**Source text**
_ _ _ _

In another sign of its ongoing scrutiny of physician prices, the Federal Trade Commission last week signed a consent decree with a New Mexico physician-hospital organization and independent practice association.
The consent decree was the 19th related to physician price-fixing in three years and stemmed from one of 21 physician pricing complaints the FTC filed in that period.
On Sept. 28, the White Sands Health Care System, a joint venture physician-hospital organization, or PHO, that includes 77-bed Gerald Champion Regional Medical Center-the only acute-care hospital in Alamogordo, N.M.-and the Alamogordo Physicians Cooperative, settled with the FTC. Their agent, James Laurenza, and his company, Louisville, Ky.-based Dacite, also settled.
The FTC alleged that White Sands jointly fixed prices for physician and nurse anesthetist services to health plans and other payers. White Sands and its members refused to contract individually with payers and would sign only contracts that Laurenza negotiated on their behalf in violation of the FTC Act, which prohibits unfair methods of competition, the FTC alleged. "White Sands' members collectively accepted or rejected these payer contracts and refused to deal with these payers individually," the FTC alleged in its nine-page complaint.
The four-page consent decree prohibits the parties from negotiating with or refusing to deal with payers or settle terms on behalf of physicians collectively. White Sands includes 31 nonphysician providers, five of whom are nurse anesthetists. The independent practice association, or IPA, represents 45 physicians, 84% of whom practice independently in the area.

_ _ _ _

**Recorded information**
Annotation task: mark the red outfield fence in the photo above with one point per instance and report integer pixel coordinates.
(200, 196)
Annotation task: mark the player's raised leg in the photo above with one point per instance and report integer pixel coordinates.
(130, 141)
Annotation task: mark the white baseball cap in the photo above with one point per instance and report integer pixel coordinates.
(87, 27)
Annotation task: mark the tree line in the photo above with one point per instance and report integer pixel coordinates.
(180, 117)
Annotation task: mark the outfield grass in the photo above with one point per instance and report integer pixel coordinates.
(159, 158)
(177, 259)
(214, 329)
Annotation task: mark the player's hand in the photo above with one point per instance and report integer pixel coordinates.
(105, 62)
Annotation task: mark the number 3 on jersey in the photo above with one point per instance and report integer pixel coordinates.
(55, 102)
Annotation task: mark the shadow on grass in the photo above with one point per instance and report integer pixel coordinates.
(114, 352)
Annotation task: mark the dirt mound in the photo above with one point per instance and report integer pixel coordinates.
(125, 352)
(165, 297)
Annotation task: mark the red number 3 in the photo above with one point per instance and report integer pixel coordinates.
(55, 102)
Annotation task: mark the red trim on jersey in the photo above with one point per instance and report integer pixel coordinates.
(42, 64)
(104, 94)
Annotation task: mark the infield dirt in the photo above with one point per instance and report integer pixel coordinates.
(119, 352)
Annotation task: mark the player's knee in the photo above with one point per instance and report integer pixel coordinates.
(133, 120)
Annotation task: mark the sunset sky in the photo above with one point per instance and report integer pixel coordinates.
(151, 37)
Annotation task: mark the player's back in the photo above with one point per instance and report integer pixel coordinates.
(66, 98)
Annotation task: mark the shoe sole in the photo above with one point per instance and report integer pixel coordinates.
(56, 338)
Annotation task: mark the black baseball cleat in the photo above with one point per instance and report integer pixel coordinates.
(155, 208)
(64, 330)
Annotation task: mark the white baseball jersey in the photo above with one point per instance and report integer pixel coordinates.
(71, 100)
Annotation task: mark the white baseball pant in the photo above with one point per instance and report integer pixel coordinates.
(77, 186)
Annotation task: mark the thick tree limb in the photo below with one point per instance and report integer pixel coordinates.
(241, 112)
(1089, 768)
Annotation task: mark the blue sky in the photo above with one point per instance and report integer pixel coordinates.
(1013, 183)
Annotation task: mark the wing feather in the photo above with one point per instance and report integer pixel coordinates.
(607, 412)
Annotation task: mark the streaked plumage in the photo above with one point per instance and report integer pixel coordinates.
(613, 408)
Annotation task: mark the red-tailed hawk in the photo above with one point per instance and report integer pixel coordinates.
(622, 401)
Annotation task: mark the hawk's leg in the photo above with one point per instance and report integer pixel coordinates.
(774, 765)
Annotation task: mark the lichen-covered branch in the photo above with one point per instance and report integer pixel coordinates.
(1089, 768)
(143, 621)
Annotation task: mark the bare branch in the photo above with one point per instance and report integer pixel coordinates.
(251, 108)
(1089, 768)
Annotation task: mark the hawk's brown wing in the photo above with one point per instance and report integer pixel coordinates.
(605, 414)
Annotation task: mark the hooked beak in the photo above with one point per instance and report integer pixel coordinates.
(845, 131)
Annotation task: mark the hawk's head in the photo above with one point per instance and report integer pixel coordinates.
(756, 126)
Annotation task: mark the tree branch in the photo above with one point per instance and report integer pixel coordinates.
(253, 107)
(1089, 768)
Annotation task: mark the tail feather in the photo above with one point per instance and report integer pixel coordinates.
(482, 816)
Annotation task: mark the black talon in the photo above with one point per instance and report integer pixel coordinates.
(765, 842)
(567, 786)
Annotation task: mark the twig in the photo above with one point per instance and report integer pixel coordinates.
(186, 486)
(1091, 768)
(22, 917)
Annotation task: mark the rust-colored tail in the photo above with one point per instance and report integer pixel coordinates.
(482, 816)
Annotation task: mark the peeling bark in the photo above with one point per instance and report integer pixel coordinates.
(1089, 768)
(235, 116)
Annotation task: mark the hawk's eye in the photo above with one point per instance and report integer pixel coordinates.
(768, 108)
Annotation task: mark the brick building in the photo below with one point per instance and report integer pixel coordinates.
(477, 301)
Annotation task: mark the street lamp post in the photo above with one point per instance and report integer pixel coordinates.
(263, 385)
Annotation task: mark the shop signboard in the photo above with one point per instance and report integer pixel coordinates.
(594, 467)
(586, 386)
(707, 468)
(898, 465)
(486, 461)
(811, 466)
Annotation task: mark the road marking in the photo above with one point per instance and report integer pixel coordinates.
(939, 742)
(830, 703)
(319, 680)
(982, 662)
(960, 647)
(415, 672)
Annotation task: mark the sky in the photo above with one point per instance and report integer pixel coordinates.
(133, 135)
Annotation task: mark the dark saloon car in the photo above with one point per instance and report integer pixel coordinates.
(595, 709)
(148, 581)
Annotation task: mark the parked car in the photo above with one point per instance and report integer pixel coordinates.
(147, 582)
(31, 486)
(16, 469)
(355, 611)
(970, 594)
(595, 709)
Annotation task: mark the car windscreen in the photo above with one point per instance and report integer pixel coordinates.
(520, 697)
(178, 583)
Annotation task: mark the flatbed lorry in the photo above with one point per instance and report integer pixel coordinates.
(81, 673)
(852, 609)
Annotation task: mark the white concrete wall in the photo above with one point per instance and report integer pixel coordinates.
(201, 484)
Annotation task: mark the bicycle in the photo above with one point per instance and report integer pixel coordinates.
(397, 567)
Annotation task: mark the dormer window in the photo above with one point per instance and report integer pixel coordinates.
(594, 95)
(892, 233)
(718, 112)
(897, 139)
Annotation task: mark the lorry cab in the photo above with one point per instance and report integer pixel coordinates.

_ _ _ _

**Task list**
**a)** Edit the FTC settlement article between "The four-page consent" and "in the area.", inclusive, changing "payers" to "health plans".
**b)** Pick up the article on the FTC's New Mexico physician price-fixing settlement where it stops, and carry it forward.

**Task-by-task results**
**a)**
The four-page consent decree prohibits the parties from negotiating with or refusing to deal with health plans or settle terms on behalf of physicians collectively. White Sands includes 31 nonphysician providers, five of whom are nurse anesthetists. The independent practice association, or IPA, represents 45 physicians, 84% of whom practice independently in the area.

**b)**
Rhonda Cross, White Sands' director of client services, said the organization would continue to operate. "We won't be doing a whole lot differently," said Cross, who noted that the one-year investigation has cost the PHO more than $100,000. Cross disputed the allegations in the FTC complaint and said White Sands would continue to contract with Laurenza and Dacite.
White Sands' attorney, Robert Wilson Jr., of the firm Smith Moore in Raleigh, N.C., said it made sense to resolve the matter. "We were quite pleased with the resolution of the case because it permits White Sands to operate and establishes parameters for it to operate," he said.
Modern Healthcare first reported in April that the FTC was investigating price-fixing allegations in three New Mexico cities (April 19, p. 12). Hospitals, payers and IPAs in Alamogordo, Roswell and Farmington acknowledged receiving civil demand letters from the FTC.
Since then, Roswell-based Southeastern New Mexico Physicians IPA has signed a consent decree. Only two IPAs, Fort Worth, Texas-based North Texas Specialty Physicians and Evanston, Ill.-based ENH Medical Group, have challenged the FTC. An administrative law judge is scheduled to release a decision in the North Texas case by Nov. 13 and the Evanston doctors are in administrative litigation.